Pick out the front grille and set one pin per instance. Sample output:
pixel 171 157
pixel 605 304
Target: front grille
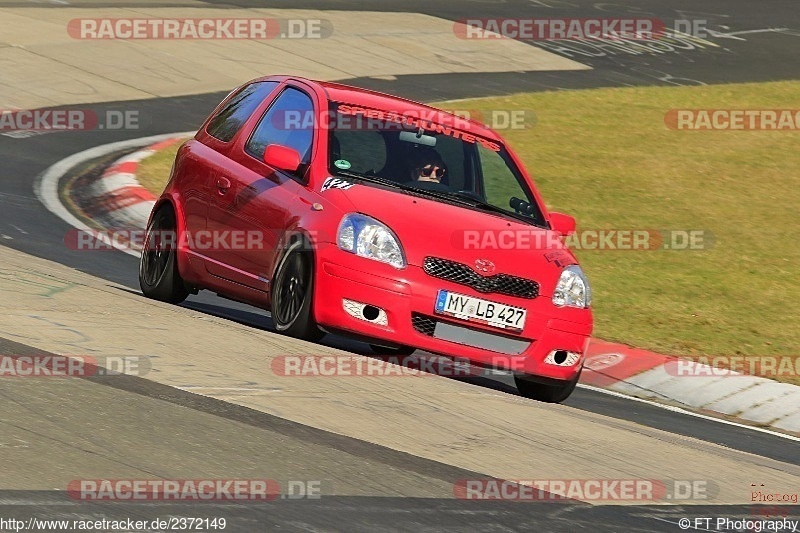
pixel 464 275
pixel 423 324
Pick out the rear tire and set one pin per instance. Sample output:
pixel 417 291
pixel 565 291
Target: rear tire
pixel 159 277
pixel 291 294
pixel 543 392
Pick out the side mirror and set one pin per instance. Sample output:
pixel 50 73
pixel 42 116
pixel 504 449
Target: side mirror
pixel 563 224
pixel 282 157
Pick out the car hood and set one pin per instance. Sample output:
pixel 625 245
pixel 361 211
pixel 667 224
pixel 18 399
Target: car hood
pixel 451 231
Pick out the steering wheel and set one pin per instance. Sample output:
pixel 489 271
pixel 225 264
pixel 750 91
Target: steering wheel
pixel 471 194
pixel 429 186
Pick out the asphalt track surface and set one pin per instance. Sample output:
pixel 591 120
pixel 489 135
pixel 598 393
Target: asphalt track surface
pixel 25 225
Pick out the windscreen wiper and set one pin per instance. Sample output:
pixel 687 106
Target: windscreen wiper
pixel 475 202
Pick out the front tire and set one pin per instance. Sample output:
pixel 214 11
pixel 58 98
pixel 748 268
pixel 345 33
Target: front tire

——

* Given request:
Retype all of the rows above word for word, leaving out the pictures.

* Reply to the exercise:
Pick out the front grille and set one pin per instance. Sample output:
pixel 171 157
pixel 605 304
Target: front grille
pixel 464 275
pixel 423 324
Pick out the rear tire and set one pin per instance. Sample output:
pixel 417 291
pixel 565 291
Target: rear tire
pixel 159 277
pixel 291 294
pixel 543 392
Pick out the side mirror and set one pin per instance. Sample output:
pixel 50 73
pixel 42 116
pixel 504 449
Target: side mirror
pixel 563 224
pixel 282 157
Pick out the car hood and set one pin per instance. Sample output:
pixel 625 245
pixel 361 211
pixel 667 224
pixel 18 399
Target: car hood
pixel 451 231
Pick out the steering wheel and set one pin per instance. Sample output:
pixel 489 271
pixel 225 264
pixel 750 91
Target: steering wheel
pixel 471 194
pixel 429 186
Pick out the asphalt track surface and set one pin per instance. Sample output:
pixel 591 120
pixel 489 135
pixel 598 393
Target: asphalt track surface
pixel 25 225
Pick out the windscreen wiper and set one pin per instance. Sample output:
pixel 687 106
Target: windscreen wiper
pixel 475 202
Pick out the front tire and set one pin per instance. Sample output:
pixel 214 11
pixel 58 98
pixel 748 268
pixel 345 33
Target: front tire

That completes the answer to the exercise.